Excerpted passage -
.....

Multi-tenancy with SQL/WCF/Silverlight - sql

We're building a Silverlight application which will be offered as SaaS. The end product is a Silverlight client that connects to a WCF service. As the number of clients is potentially large, updating needs to be easy, preferably so that all instances can be updated in one go.
Not having implemented multi tenancy before, I'm looking for opinions on how to achieve
Easy upgrades
Data security
Scalability
Three different models to consider are listed on msdn
Separate databases. This is not easy to maintain as all schema changes will have to be applied to each customer's database individually. Are there other drawbacks? A pro is data separation and security. This also allows for slight modifications per customer (which might be more hassle than it's worth!)
Shared Database, Separate Schemas. A TenantID column is added to each table. Ensuring that each customer gets the correct data is potentially dangerous. Easy to maintain and scales well (?).
Shared Database, Separate Schemas. Similar to the first model, but each customer has its own set of tables in the database. Hard to restore backups for a single customer. Maintainability otherwise similar to model 1 (?).
Any recommendations on articles on the subject? Has anybody explored something similar with a Silverlight SaaS app? What do I need to consider on the client side?

Depends on the type of application and scale of data. Each one has downfalls.
1a) Separate databases + single instance of WCF/client. Keeping everything in sync will be a challenge. How do you upgrade X number of DB servers at the same time, what if one fails and is now out of sync and not compatible with the client/WCF layer?
1b) "Silos", separate DB/WCF/Client for each customer. You don't have the sync issue but you do have the overhead of managing many different instances of each layer. Also you will have to look at SQL licensing, I can't remember if separate instances of SQL are licensed separately ($$$). Even if you can install as many instances as you want, the overhead of multiple instances will not be trivial after a certain point.
3) Basically same issues as 1a/b except for licensing.
2) Best upgrade/management scenario. You are right that maintaining data isolation is a huge concern (1a technically shares this issue at a higher level). The other issue is if your application is data intensive you have to worry about data scalability. For example if every customer is expected to have tens/hundreds millions rows of data. Then you will start to run into issues and query performance for individual customers due to total customer base volumes. Clients are more forgiving for slowdowns caused by their own data volume. Being told its slow because the other 99 clients data is large is generally a no-go.
Unless you know for a fact you will be dealing with huge data volumes from the start I would probably go with #2 for now, and begin looking at clustering or moving to 1a/b setup if needed in the future.

We also have a SaaS product and we use solution #2 (Shared DB/Shared Schema with TenandId). Some things to consider for Share DB / Same schema for all:
As mention above, high volume of data for one tenant may affect performance of the other tenants if you're not careful; for starters index your tables properly/carefully and never ever do queries that force a table scan. Monitor query performance and at least plan/design to be able to partition your DB later on based some criteria that makes sense for your domain.
Data separation is very very important, you don't want to end up showing a piece of data to some tenant that belongs to other tenant. every query must have a WHERE TenandId = ... in it and you should be able to verify/enforce this during dev.
Extensibility of the schema is something that solutions 1 and 3 may give you, but you can go around it by designing a way to extend the fields that are associated with the documents/tables in your domain that make sense (ie. Metadata for tables as the msdn article mentions)

.....

Pointing and labeling entries
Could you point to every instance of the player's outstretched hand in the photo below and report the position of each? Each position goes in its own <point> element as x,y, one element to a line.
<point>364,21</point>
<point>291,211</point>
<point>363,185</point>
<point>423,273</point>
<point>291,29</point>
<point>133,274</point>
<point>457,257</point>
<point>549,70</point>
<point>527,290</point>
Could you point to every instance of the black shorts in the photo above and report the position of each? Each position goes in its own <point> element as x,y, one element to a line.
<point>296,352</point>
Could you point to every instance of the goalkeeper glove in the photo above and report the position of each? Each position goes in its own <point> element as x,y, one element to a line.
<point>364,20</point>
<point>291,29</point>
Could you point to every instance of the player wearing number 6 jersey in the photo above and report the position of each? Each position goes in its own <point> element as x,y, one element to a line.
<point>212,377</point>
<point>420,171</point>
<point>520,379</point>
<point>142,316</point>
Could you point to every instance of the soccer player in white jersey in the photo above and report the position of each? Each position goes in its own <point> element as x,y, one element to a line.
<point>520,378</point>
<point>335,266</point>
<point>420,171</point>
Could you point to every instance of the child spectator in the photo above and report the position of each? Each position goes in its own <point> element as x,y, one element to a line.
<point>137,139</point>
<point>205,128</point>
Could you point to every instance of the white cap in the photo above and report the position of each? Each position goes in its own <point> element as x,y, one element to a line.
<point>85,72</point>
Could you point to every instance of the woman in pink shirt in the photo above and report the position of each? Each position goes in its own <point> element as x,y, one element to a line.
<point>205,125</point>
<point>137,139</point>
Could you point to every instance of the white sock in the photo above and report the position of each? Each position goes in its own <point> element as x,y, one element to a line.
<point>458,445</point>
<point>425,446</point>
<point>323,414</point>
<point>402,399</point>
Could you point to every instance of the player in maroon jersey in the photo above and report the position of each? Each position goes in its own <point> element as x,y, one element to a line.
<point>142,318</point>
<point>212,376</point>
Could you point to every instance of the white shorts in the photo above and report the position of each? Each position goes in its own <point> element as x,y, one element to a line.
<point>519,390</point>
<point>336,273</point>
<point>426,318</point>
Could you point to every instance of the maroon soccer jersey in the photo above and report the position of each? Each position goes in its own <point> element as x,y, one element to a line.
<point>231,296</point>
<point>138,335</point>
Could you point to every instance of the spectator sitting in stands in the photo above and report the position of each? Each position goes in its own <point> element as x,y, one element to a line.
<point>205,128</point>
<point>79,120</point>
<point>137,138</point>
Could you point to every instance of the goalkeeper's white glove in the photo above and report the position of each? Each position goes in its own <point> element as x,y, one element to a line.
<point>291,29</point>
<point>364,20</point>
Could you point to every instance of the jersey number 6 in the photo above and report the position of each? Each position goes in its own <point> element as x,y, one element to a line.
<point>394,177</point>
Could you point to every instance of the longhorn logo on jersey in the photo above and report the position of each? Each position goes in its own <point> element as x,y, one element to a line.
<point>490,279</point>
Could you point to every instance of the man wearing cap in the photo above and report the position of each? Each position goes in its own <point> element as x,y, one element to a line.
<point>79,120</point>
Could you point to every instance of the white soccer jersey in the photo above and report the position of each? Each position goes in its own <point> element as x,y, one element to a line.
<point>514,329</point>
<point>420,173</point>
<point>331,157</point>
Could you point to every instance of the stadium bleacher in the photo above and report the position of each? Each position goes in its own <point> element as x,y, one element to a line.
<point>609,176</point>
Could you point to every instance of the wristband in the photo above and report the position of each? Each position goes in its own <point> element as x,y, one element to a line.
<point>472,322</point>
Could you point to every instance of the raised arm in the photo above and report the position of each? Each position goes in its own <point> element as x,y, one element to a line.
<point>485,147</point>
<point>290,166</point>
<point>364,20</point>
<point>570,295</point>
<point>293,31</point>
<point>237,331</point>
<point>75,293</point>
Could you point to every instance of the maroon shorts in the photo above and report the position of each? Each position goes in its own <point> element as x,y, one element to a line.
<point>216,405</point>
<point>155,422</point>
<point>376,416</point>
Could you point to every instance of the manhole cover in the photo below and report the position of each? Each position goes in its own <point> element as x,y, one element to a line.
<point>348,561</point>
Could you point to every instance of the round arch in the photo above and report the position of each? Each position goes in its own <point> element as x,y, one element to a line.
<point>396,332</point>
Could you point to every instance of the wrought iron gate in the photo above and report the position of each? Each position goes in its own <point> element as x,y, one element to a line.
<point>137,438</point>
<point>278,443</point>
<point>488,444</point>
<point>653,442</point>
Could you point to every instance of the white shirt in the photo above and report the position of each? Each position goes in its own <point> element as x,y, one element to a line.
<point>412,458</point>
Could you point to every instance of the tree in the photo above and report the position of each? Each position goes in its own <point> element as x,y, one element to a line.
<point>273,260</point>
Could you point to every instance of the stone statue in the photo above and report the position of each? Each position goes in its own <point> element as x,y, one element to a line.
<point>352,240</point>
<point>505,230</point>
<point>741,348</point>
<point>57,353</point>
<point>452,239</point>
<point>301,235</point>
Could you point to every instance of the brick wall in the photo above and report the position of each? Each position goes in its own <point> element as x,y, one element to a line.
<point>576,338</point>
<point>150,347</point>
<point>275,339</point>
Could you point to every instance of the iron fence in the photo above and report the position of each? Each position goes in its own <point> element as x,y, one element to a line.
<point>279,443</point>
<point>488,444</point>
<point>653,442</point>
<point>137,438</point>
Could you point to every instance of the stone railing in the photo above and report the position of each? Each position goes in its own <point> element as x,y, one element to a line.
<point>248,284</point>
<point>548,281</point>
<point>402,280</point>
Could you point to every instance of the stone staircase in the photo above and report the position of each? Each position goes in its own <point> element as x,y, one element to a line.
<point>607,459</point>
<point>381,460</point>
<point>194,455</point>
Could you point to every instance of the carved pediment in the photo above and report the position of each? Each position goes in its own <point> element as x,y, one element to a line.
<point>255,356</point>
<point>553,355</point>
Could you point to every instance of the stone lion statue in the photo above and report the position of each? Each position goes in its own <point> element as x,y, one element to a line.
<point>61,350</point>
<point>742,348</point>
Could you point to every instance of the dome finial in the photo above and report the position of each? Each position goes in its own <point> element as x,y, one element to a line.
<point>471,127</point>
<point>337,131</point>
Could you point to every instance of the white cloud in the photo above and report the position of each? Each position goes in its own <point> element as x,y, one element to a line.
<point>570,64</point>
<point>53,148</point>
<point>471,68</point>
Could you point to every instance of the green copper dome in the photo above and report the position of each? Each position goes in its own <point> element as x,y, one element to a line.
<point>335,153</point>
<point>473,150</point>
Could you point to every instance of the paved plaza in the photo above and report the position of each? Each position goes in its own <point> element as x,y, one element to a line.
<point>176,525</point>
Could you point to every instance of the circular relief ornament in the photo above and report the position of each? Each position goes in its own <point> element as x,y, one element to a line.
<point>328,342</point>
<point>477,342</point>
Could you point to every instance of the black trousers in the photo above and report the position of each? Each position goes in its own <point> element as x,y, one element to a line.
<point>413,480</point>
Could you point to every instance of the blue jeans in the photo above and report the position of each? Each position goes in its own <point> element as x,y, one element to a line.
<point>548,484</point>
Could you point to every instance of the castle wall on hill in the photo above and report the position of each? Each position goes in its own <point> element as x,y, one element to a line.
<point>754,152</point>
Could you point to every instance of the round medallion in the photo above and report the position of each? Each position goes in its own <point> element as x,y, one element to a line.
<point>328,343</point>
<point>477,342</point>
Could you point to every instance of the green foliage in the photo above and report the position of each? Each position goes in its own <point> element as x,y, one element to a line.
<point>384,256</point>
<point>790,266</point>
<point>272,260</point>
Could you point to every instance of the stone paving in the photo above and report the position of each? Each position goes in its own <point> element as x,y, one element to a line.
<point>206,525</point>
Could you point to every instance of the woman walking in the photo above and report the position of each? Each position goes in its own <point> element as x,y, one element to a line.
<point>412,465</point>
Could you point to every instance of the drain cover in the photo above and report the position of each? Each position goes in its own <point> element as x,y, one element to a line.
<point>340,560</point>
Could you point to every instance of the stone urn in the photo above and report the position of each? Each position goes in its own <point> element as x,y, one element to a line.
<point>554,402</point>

.....

Render the sentence "Keeping everything in sync will be a challenge." from the multi-tenancy thread in French.

Written response - Maintenir l'ensemble synchronisé sera un défi.